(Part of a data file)
>>
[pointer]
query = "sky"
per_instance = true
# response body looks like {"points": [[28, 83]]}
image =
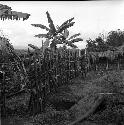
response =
{"points": [[91, 18]]}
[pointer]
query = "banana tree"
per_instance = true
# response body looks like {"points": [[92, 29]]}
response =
{"points": [[7, 13], [52, 31]]}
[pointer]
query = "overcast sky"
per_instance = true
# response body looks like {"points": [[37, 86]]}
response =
{"points": [[91, 18]]}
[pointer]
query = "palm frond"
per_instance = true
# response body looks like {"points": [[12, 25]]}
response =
{"points": [[72, 45], [65, 27], [66, 22], [51, 25], [42, 36], [66, 33], [41, 26], [33, 47], [7, 13], [76, 40], [73, 36]]}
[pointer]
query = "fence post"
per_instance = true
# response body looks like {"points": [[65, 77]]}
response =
{"points": [[3, 108]]}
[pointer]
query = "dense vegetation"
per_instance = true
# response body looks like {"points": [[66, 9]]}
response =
{"points": [[51, 85]]}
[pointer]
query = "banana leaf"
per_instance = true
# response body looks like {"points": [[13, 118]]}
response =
{"points": [[41, 26], [7, 13], [76, 40], [73, 36], [51, 25]]}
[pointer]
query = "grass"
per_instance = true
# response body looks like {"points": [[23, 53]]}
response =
{"points": [[85, 92]]}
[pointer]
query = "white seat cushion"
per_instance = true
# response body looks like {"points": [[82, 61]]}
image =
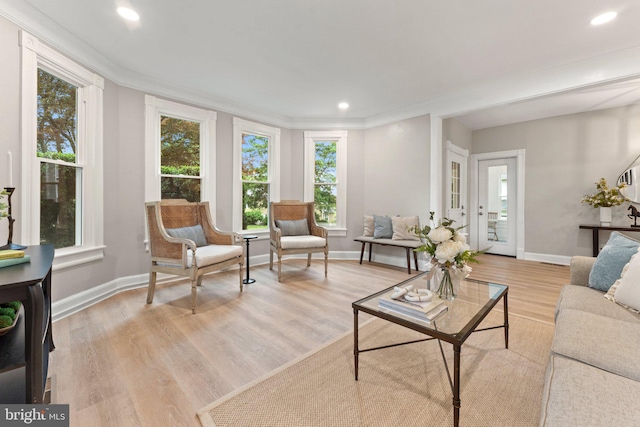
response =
{"points": [[213, 254], [302, 242]]}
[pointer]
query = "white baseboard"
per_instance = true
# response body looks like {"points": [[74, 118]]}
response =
{"points": [[550, 259], [77, 302]]}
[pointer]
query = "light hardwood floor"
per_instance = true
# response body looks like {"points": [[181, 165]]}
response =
{"points": [[122, 362]]}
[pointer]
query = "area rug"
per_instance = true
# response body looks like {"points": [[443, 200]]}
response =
{"points": [[399, 386]]}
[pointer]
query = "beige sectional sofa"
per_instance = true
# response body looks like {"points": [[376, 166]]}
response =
{"points": [[593, 376]]}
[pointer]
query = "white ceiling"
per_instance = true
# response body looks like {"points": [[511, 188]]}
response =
{"points": [[296, 59]]}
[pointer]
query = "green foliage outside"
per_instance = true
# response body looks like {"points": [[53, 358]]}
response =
{"points": [[57, 140], [325, 178]]}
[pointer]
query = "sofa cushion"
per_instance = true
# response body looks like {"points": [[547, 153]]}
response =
{"points": [[294, 227], [195, 233], [611, 260], [213, 254], [577, 394], [382, 227], [626, 290], [402, 227], [609, 344], [592, 301], [302, 242]]}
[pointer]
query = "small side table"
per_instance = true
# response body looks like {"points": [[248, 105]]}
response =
{"points": [[246, 239]]}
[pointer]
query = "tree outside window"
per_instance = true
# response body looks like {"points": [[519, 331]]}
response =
{"points": [[60, 173], [180, 159], [325, 189], [255, 181]]}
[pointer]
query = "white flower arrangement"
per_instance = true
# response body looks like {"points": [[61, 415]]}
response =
{"points": [[449, 253], [606, 197], [446, 244]]}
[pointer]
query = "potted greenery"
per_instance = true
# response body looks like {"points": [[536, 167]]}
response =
{"points": [[605, 198]]}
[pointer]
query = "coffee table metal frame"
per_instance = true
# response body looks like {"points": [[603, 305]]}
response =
{"points": [[431, 329]]}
<<
**Your task:**
From the data above, pull out every line that contains the string "sofa" and copy each one on its own line.

**Response to this exercise:**
query = "beige sectional sofa"
query = "sofa cushion"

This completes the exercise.